*Data excerpts*:

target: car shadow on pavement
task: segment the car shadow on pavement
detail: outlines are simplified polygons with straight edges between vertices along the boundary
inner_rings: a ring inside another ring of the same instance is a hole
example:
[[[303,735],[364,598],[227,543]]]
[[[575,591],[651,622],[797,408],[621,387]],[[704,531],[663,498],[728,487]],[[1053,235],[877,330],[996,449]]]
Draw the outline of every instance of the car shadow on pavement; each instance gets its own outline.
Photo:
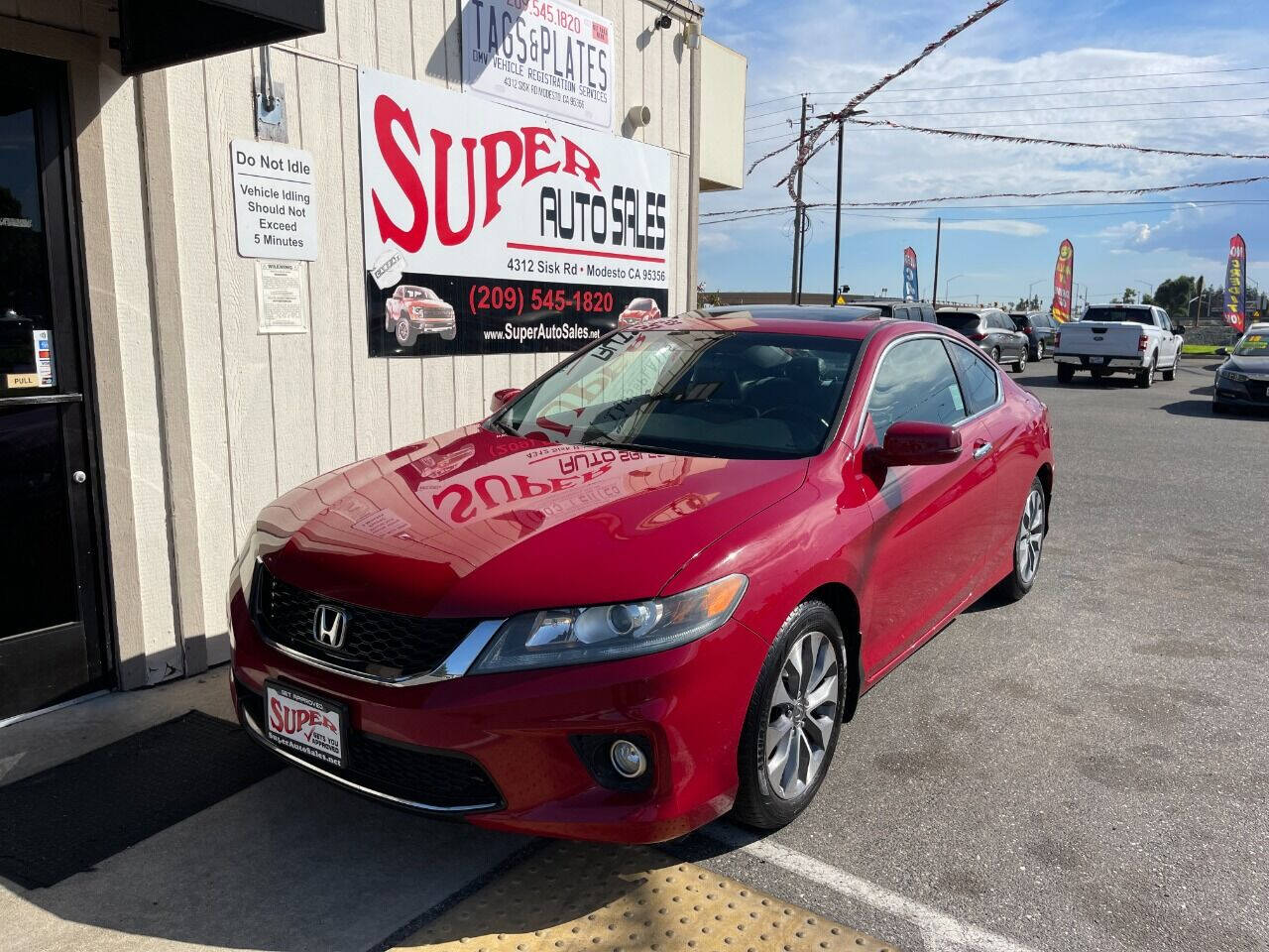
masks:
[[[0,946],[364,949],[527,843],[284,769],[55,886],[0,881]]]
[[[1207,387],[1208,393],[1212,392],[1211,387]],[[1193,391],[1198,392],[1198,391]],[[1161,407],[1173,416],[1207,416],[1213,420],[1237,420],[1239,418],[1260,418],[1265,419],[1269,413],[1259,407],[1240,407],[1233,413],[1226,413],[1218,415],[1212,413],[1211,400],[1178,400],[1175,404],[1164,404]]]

*Problem description*: Word for word, quote the full listing, omitting every picture.

*Response for this exercise*:
target: car shadow on pavement
task: segment the car shadow on pavement
detail: outlines are simplified polygons with straight edges between vertices along the boundary
inner_rings: a ring inside another ring of the same instance is a hole
example:
[[[303,735],[364,598],[227,543]]]
[[[575,591],[651,622],[797,408],[621,387]],[[704,531],[663,498],[728,487]],[[1053,235],[877,330],[996,449]]]
Draw the outline of every instance of the car shadow on pavement; each instance gets its own outline.
Photo:
masks:
[[[0,946],[364,949],[527,843],[284,769],[55,886],[0,881]]]
[[[1207,387],[1208,393],[1212,392],[1211,387]],[[1193,391],[1198,392],[1198,391]],[[1161,407],[1173,416],[1207,416],[1213,420],[1237,420],[1239,418],[1260,418],[1265,419],[1269,413],[1259,407],[1240,407],[1233,413],[1226,413],[1218,415],[1212,413],[1211,400],[1178,400],[1175,404],[1164,404]]]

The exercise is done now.